Goal: Repeat each line word for word.

Begin

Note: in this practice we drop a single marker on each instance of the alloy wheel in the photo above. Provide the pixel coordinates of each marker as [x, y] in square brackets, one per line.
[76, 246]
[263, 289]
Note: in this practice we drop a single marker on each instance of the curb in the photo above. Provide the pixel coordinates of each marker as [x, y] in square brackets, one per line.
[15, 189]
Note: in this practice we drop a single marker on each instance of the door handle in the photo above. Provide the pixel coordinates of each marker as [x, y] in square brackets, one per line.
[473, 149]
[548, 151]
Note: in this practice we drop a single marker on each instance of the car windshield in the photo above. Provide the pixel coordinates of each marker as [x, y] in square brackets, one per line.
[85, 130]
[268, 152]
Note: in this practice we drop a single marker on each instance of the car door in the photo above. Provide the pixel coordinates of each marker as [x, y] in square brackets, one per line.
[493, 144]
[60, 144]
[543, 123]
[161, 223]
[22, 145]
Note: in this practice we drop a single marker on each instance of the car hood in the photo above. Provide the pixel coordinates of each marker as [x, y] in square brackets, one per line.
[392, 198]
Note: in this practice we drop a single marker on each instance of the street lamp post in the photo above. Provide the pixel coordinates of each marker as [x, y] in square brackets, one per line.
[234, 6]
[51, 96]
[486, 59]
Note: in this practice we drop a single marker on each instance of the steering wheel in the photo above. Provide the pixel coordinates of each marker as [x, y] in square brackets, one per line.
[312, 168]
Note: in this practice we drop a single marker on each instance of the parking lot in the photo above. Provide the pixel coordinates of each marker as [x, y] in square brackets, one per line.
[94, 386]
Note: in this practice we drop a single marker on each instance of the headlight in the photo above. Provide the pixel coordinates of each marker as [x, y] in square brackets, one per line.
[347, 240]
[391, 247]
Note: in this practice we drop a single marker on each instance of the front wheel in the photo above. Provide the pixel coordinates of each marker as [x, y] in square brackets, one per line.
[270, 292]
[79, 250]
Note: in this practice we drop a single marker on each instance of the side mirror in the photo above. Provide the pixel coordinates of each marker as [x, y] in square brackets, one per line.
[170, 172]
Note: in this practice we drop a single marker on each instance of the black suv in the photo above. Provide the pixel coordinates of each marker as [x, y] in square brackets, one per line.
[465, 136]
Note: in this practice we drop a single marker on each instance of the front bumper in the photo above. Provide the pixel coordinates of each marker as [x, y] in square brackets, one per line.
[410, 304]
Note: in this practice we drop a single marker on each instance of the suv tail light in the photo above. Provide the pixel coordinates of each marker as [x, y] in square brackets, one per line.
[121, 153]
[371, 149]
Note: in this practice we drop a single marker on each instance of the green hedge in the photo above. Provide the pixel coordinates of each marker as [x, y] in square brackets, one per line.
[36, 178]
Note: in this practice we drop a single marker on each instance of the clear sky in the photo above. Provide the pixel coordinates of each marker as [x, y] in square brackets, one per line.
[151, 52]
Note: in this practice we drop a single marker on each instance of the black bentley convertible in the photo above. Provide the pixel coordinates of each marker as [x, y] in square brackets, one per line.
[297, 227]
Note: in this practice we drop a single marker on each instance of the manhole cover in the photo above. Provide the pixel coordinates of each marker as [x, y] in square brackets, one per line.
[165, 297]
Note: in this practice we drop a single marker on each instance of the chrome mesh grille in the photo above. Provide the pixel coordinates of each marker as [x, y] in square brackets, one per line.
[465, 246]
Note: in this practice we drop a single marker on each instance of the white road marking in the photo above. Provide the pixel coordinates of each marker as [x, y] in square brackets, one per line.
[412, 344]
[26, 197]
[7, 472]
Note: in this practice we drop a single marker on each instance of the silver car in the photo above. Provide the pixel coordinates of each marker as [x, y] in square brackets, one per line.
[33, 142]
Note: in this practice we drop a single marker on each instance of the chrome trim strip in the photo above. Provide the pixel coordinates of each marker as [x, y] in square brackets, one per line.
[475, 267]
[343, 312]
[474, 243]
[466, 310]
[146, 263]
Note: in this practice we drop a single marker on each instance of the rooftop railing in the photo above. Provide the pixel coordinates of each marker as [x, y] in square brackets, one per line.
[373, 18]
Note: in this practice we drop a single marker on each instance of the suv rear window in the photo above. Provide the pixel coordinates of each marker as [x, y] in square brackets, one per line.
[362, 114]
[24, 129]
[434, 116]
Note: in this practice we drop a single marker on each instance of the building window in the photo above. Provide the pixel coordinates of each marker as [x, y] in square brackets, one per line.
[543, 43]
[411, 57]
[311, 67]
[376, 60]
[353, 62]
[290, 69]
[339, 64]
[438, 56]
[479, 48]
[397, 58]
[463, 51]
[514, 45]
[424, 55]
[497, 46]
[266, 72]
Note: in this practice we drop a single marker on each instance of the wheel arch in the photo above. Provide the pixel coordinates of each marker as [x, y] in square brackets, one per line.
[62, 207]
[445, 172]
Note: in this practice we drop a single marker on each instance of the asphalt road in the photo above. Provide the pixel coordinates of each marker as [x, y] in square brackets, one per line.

End

Finished answer:
Note: in this practice we drop a single marker on each instance of the alloy wheel in the photo above. Provide the pixel coordinates of each marker as [x, y] in square brackets, one per line.
[76, 246]
[263, 289]
Note: in this practice we drop a single marker on each instance of the curb in the photo above. Provide the pixel coordinates of each marker as [x, y] in square brackets, one per line.
[15, 189]
Note: in this practice we drop a single marker on each instance of the door handle in the photo above. Provide the pixel coordinates of each marker as [x, y] in square brackets, one per line.
[473, 149]
[548, 151]
Note: in this practice we drop a single marker on each instance of the car windshield in the photo above. Provide the pixel coordinates of each marker as [x, y] in square brackets, one per line.
[85, 130]
[268, 152]
Note: in this practice we drop a single marker on each instance of the car door in the photo above. Provide the pixel coordinates of each marker as [x, y] in square brackets, one per line.
[493, 144]
[60, 144]
[543, 123]
[161, 223]
[22, 145]
Note: in this practice we drop a single marker on each instance of the car hood in the photo above. Provide the pixel coordinates of each marker as [x, y] in square brackets, one per line.
[392, 198]
Note: in this practice we drop a single marker on each instance of the street lamp post in the photo above. Provide the pixel coordinates of each marker as [x, y] in square brackets, one per line.
[234, 6]
[51, 96]
[486, 59]
Note: in this practice we drop a single marker on each instance of the steering wheel in the photo above. Provide the pixel coordinates of each marker as [x, y] in square brackets, one per line.
[312, 168]
Note: in this practice we drop a single marker on each instance of the parking lot in the photo above. Provide the pixel coordinates of each marker as [x, y] in square brackets, one per line.
[94, 386]
Note: in this practice we drop a single marker on each instance of the headlight in the photo above. Provide the pixel coordinates of each marker as [x, y] in square brackets, one per line.
[347, 240]
[391, 247]
Note: in this practice we drop a single marker on each instance of the front wheel in the photo above. Provide the pixel coordinates of each marker as [x, y] in square brackets, one per line.
[270, 292]
[79, 250]
Note: in this practice we drop a single marker on each instance of the side mirror in the photo above. Provide the pixel coordinates of each marker as [x, y] in square brackets, one per line.
[170, 172]
Note: in this practice we drop a single marker on each instance of the black suv in the photo above. Provide the pixel coordinates of each marker as [x, y] in square brackets, one per line.
[465, 136]
Note: in this practice we drop a single marker on each instance of the front bumper in the photo above. Provide the pixel coordinates of each marker as [x, y] in square brackets, one per line.
[410, 304]
Note: in this practice we drop a single marker on each instance of the suv tail light in the photo above. Provide the pixel coordinates of each marker as [x, y] in square brackets, one per line.
[121, 153]
[371, 149]
Note: in this practice we drop a single marker on each instance of the green hedge in the photo above. Provide the pixel coordinates of each marker as [x, y] in square brackets, one per line.
[36, 178]
Note: in this practice we drop a single marker on each instance of the clear sky in the photo above. Provide the pixel coordinates of each marker as [x, y] in square brackets, one per line.
[151, 52]
Note: in this practice we drop a single marker on each instance of the black bentley convertible in the photo above. Provide the pixel coordinates of each marker as [x, y] in square brackets, one per line.
[297, 227]
Note: in this practice we drop a single marker on each instance of the manhole cover in the photo above. Provide the pixel coordinates of each marker as [x, y] in square brackets, one per line.
[165, 297]
Note: in this practice we drop a single marker on each instance of the chrome mesh grille in the photo above. Provide the pixel coordinates of each marker as [x, y] in square brackets, one per line.
[465, 246]
Note: in this practice we drop a single marker on each instance of the white road marking in the photo above. Provide the pixel coordinates of each marker as [x, y] in square brackets, one per line.
[412, 344]
[26, 197]
[7, 472]
Note: in this practice we drop a single marker on each instance of the silver car in the photo above. Provide the pixel coordinates of each marker as [x, y] in square brackets, one per line.
[33, 142]
Note: in this practice we drop a single marker on each instance of the chrome trim strip in the photo above. Provide the pixel coordinates of each marker as [x, y] in square brackets, one per line.
[475, 267]
[343, 312]
[474, 243]
[466, 310]
[146, 263]
Note: in this practice we drop a single marker on each instance of the rooftop railing in the photo above. Provide the pixel coordinates of each marker as [x, y] in square brackets, one per line.
[373, 18]
Note: in this practice we drop a single marker on each instance of the suv rear window in the photo above. Provide the pixel coordinates of each marker as [x, y] in square brackets, one per line.
[362, 114]
[24, 129]
[434, 116]
Note: in this practice we drop a single marker on each instance of the building window in the photo above. Provide the pixel coordinates of each marker as [x, y] in square brackets, one per line.
[543, 43]
[411, 57]
[311, 67]
[376, 60]
[353, 62]
[290, 69]
[339, 64]
[438, 56]
[479, 48]
[397, 58]
[463, 51]
[514, 45]
[424, 55]
[497, 46]
[266, 72]
Note: in this practice we drop a single marker on each instance of the wheel arch in the photo above. Provide the pixel coordinates of each marker as [x, y] in square brackets, one per line.
[62, 207]
[445, 172]
Note: in this practice we drop a single marker on each instance of the asphalt road in the photo above. Provide the pixel coordinates of each marker as [x, y] in square brackets, one per line.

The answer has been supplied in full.